### Problem
From the line with "Each instance of the player's face" to the line with "Each instance of the blue shorts", retype every line exactly, including those two, and leave out the rest of the data below.

◇ ◇ ◇ ◇

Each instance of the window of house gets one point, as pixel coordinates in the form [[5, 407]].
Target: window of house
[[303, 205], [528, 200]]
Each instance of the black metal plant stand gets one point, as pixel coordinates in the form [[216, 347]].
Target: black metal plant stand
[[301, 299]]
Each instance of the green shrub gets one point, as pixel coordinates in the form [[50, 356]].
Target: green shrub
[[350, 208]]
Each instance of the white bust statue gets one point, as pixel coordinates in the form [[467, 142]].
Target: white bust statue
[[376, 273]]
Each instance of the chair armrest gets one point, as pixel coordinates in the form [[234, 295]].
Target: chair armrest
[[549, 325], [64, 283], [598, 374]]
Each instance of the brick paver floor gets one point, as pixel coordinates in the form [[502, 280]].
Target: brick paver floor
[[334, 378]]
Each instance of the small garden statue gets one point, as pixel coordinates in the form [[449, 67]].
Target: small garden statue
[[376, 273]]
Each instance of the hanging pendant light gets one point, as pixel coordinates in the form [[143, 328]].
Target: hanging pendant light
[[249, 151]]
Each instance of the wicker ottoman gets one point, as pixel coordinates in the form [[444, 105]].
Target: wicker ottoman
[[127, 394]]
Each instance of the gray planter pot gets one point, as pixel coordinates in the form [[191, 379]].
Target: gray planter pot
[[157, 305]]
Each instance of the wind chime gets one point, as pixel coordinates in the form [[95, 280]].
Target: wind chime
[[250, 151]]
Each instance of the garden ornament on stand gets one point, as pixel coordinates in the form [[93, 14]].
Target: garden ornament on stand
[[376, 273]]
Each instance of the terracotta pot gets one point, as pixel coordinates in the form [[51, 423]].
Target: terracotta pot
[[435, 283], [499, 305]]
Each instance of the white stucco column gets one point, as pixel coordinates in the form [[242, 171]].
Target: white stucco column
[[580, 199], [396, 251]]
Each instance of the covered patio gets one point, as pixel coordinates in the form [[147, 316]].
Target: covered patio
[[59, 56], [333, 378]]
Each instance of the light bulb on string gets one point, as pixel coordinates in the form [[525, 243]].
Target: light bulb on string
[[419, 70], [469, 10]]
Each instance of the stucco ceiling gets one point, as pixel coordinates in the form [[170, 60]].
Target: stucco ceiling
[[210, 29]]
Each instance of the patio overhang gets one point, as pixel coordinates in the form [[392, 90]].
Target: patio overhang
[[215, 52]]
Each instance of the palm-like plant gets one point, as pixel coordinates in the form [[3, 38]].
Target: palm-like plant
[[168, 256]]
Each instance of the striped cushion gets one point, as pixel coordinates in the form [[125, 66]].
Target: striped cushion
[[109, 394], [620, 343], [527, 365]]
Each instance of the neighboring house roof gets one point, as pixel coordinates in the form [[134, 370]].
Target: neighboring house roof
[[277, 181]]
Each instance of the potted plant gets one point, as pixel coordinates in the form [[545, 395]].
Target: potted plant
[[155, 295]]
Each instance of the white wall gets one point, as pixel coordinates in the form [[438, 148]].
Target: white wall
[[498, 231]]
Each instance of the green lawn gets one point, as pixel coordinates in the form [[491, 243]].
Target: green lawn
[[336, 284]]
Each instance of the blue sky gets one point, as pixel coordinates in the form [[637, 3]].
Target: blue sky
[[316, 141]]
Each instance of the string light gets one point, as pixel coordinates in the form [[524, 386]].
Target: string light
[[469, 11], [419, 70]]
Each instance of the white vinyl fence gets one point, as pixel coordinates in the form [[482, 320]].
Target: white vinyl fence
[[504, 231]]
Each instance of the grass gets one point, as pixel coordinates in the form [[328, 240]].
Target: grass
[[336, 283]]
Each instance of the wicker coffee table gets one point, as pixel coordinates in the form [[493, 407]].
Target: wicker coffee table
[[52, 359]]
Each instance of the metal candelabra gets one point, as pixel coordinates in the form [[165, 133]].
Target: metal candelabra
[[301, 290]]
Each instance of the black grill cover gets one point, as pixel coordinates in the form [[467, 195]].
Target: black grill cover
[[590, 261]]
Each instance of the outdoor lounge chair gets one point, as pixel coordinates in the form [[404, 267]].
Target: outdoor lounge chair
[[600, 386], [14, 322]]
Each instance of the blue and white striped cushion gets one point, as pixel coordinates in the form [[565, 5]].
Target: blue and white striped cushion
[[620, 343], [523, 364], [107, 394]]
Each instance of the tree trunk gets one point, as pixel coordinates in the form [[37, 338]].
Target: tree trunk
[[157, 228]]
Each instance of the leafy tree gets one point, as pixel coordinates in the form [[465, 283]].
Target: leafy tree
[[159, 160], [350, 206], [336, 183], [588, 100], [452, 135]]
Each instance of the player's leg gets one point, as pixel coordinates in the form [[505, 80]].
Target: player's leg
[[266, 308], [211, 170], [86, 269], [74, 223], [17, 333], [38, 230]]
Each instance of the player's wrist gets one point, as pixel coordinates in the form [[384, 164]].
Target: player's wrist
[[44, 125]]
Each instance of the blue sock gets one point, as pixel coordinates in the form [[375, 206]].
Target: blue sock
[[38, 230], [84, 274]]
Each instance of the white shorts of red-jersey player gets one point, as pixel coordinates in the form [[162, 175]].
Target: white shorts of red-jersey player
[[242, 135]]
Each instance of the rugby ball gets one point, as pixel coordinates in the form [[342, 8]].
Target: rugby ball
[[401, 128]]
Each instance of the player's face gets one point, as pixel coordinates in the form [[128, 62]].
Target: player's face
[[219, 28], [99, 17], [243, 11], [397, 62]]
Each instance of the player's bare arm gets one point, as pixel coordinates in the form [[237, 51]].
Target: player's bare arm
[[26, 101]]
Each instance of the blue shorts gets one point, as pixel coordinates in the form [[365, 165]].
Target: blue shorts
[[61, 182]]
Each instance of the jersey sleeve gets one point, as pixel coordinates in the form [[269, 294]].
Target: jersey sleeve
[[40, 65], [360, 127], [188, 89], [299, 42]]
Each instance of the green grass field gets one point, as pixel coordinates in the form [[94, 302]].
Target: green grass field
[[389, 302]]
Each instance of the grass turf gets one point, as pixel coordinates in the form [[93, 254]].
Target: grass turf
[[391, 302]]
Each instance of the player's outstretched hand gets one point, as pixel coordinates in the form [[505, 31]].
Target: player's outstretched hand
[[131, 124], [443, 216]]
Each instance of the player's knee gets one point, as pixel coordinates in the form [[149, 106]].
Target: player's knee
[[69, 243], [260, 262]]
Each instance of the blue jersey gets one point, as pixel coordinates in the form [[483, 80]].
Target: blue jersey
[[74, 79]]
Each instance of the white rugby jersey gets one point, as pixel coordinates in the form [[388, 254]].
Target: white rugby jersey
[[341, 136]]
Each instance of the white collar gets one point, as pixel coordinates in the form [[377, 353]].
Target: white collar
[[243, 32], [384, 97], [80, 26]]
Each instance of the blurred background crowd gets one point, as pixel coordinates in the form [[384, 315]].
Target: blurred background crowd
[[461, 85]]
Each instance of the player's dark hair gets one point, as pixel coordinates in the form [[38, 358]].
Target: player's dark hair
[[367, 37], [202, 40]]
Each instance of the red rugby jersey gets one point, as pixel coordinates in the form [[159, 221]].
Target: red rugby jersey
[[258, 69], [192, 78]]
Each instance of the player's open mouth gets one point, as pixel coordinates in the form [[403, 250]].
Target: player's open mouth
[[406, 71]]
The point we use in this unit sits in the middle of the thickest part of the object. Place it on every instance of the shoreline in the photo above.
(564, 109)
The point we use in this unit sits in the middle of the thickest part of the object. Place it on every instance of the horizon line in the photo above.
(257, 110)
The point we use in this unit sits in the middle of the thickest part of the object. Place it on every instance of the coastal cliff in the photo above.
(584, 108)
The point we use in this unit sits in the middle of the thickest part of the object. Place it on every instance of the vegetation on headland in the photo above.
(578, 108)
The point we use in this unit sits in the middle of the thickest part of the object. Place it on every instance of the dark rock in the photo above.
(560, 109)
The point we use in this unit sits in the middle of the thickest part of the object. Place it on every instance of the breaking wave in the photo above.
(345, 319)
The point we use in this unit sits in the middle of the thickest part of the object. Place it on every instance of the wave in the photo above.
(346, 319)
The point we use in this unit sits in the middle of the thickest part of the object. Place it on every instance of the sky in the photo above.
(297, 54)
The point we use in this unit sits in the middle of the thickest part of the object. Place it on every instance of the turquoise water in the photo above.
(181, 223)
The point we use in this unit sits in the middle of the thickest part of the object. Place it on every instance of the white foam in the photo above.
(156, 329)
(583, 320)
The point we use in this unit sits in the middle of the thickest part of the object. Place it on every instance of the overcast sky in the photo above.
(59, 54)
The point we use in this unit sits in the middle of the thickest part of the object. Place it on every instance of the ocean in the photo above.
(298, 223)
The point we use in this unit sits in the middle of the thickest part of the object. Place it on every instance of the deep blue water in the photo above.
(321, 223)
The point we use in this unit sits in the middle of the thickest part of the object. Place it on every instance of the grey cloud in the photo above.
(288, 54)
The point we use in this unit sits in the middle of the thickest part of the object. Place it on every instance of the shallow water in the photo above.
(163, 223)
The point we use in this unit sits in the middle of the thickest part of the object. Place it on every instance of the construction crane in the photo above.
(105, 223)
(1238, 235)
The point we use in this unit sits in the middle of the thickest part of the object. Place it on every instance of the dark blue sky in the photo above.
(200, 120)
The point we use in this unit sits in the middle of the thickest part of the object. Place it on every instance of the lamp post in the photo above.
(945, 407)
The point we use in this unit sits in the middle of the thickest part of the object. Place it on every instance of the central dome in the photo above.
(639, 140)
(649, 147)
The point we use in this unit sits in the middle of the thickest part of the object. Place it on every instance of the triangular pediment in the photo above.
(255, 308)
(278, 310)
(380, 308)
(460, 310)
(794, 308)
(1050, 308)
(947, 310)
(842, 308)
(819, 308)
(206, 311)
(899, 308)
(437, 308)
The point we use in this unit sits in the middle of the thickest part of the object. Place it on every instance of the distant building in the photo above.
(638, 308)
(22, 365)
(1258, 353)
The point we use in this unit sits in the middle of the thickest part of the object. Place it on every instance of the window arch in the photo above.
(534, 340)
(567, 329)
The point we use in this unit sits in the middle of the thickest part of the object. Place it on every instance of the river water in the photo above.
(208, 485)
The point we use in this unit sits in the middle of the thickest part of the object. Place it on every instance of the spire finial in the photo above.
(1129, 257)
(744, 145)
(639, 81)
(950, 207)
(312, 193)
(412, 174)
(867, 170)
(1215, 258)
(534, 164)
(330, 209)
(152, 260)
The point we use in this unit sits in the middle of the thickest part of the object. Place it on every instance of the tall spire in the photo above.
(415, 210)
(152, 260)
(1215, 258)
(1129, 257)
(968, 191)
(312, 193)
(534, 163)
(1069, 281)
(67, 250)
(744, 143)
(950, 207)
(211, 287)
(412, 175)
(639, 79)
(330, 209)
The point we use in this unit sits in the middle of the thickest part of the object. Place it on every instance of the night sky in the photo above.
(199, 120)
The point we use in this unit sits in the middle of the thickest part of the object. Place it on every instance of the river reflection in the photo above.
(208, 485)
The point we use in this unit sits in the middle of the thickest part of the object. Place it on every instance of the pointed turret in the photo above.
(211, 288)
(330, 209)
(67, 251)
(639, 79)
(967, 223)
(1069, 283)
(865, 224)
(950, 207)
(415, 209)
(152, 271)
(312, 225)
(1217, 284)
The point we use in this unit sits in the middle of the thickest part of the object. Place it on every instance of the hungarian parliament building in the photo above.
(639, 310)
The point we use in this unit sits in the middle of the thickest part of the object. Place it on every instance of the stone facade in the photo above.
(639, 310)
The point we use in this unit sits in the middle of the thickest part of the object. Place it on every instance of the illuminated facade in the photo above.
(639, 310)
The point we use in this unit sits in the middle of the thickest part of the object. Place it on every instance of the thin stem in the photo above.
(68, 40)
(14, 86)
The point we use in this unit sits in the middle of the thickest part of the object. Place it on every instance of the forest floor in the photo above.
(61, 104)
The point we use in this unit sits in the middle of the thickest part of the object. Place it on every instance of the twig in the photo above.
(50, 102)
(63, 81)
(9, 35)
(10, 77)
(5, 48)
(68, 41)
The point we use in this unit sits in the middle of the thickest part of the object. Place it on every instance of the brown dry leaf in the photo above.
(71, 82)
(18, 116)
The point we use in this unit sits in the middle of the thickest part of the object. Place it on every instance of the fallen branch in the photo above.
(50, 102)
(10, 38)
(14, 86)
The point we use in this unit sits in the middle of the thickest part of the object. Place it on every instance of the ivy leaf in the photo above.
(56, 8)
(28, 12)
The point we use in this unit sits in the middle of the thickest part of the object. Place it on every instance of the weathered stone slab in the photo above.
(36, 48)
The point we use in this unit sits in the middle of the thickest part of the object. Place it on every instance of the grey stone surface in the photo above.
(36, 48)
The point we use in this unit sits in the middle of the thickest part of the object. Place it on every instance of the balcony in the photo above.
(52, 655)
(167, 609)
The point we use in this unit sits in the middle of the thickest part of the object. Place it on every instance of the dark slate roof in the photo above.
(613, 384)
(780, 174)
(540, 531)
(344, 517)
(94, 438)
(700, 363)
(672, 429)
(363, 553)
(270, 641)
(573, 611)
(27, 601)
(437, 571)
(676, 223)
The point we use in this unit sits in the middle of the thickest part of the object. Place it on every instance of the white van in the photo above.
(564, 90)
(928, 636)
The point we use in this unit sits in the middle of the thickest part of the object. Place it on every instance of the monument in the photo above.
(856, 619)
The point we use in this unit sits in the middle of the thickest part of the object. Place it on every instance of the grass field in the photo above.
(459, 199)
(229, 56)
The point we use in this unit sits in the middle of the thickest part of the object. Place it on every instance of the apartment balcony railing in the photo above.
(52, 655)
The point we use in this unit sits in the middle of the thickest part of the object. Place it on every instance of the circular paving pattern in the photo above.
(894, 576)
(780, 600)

◇ ◇ ◇ ◇

### Result for this exercise
Each instance of the player's face gets one point, as pixel coordinates in the form [[128, 62]].
Target: player's face
[[219, 28], [99, 17], [243, 11], [397, 62]]
Each instance of the player's bare arm gets one point, as pixel coordinates in the form [[237, 51]].
Target: player's bare arm
[[26, 101]]
Each instance of the blue shorts gets one point, as pixel coordinates in the form [[365, 165]].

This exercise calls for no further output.